[Opening SELECTED PASSAGE section]

Researchers at the Université de Montréal with help from McGill University, the Institut National de la Recherche Scientifique (INRS-EMT), Plasmionique Inc and the Universidade de São Paulo, have managed to chemically modify titanium to create so called “intelligent surfaces”. The new material can interact with cells in the body and either promote healing or suppress their growth. It is believed that this research will lead to smart prostheses that will help promote healing of tissue post implantation.
Dr. Nanci [Antonio Nanci, the study’s senior author and a professor at the Université de Montréal’s Faculty of Dentistry] and colleagues applied chemical compounds to modify the surface of the common biomedical metals such as titanium. Exposing these metals to selected etching mixtures of acids and oxidants results in surfaces with a sponge-like pattern of nano (ultra small) pits. “We demonstrated that some cells stick better to these surfaces than they do to the traditional smooth ones,” says Dr. Nanci. “This is already an improvement to the standard available biomaterial.”

[Closing SELECTED PASSAGE section]

=== ABOUT THIS TASK ===
Carry on the passage about chemically modified titanium surfaces from the point where it stops.

[Opening DATA EXCERPTS section]

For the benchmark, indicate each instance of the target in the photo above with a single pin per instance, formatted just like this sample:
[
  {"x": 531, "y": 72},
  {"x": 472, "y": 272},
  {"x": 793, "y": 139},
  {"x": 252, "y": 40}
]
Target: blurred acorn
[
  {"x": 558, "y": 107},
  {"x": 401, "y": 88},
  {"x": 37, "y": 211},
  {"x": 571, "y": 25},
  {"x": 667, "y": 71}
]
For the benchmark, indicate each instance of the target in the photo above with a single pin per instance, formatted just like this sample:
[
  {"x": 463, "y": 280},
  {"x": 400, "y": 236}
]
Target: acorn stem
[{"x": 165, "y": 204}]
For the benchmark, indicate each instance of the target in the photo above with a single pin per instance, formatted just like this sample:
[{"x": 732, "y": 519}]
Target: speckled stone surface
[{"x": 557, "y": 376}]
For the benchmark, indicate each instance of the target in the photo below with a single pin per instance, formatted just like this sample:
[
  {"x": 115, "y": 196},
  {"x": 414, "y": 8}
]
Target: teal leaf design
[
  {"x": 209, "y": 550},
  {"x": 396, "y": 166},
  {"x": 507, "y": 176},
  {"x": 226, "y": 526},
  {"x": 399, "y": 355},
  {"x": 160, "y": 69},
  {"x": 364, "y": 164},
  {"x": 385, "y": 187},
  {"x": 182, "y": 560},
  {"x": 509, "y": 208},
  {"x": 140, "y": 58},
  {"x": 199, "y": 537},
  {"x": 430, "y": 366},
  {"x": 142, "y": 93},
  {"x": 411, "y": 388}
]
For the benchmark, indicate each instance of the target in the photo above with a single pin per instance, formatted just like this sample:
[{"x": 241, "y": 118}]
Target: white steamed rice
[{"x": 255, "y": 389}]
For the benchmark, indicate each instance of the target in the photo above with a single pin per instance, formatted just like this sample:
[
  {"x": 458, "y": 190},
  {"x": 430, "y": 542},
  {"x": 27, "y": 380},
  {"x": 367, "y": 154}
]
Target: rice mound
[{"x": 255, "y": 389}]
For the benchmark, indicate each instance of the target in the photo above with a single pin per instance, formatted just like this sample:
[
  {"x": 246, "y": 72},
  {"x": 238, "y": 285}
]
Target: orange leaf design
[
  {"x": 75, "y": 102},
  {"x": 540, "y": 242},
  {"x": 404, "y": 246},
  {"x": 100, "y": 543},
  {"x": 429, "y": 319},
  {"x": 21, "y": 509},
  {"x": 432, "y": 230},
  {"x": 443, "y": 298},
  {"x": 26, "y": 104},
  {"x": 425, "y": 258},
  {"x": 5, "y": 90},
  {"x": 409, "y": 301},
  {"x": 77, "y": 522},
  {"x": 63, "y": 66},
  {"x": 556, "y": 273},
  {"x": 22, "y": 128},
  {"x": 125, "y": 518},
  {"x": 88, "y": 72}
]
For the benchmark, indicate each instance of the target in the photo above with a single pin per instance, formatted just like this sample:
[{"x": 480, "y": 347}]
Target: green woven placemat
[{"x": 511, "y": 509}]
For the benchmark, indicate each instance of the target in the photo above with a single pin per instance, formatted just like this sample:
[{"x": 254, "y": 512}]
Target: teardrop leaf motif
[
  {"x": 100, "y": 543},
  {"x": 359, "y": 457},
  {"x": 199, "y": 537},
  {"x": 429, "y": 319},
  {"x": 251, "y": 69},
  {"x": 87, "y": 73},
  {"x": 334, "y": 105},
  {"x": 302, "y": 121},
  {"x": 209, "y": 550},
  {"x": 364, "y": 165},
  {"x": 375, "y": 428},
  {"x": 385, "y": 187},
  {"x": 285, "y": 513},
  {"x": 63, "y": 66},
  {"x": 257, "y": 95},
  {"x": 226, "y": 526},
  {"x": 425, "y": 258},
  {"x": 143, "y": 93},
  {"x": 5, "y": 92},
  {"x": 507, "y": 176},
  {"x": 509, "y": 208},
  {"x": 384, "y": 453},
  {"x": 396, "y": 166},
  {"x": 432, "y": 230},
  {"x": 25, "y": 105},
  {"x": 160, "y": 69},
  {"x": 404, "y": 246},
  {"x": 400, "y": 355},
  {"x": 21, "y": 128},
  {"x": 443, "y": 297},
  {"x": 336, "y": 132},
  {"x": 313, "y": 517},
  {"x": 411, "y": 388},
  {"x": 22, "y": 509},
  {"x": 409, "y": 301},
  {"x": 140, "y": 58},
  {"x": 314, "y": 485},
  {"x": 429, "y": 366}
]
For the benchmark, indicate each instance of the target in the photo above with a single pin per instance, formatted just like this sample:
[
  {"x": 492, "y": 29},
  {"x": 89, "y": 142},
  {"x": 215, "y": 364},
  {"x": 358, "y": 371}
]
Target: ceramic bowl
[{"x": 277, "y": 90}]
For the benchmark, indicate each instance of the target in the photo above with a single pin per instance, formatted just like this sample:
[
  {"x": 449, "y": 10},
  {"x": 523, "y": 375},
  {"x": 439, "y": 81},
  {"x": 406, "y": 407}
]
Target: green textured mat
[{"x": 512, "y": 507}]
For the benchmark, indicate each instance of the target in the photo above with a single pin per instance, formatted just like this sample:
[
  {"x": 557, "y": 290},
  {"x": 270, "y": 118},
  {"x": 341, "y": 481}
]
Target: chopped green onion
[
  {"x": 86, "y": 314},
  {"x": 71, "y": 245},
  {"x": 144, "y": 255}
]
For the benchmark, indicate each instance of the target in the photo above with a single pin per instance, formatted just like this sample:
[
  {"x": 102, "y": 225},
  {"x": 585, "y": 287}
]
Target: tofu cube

[Closing DATA EXCERPTS section]

=== ANSWER TO THIS PROBLEM ===
The researchers then tested the effects of the chemically-produced nanoporous titanium surfaces on cell growth and development. They showed that the treated surfaces increased growth of bone cells, decreased growth of unwanted cells and stimulated stem cells, relative to untreated smooth ones. In addition, expression of genes required for cell adhesion and growth were increased in contact with the nanoporous surfaces.
Uncontrolled growth of cells on an implant is not ideal. For example, when using cardiovascular stents, it is important to limit the growth of certain cells in order not interfere with blood flow. Also, in some cases, cells can form an undesirable capsule around dental implants causing them to fall. The scientists demonstrated that treatment with specific etchants reduced the growth of unwanted cells.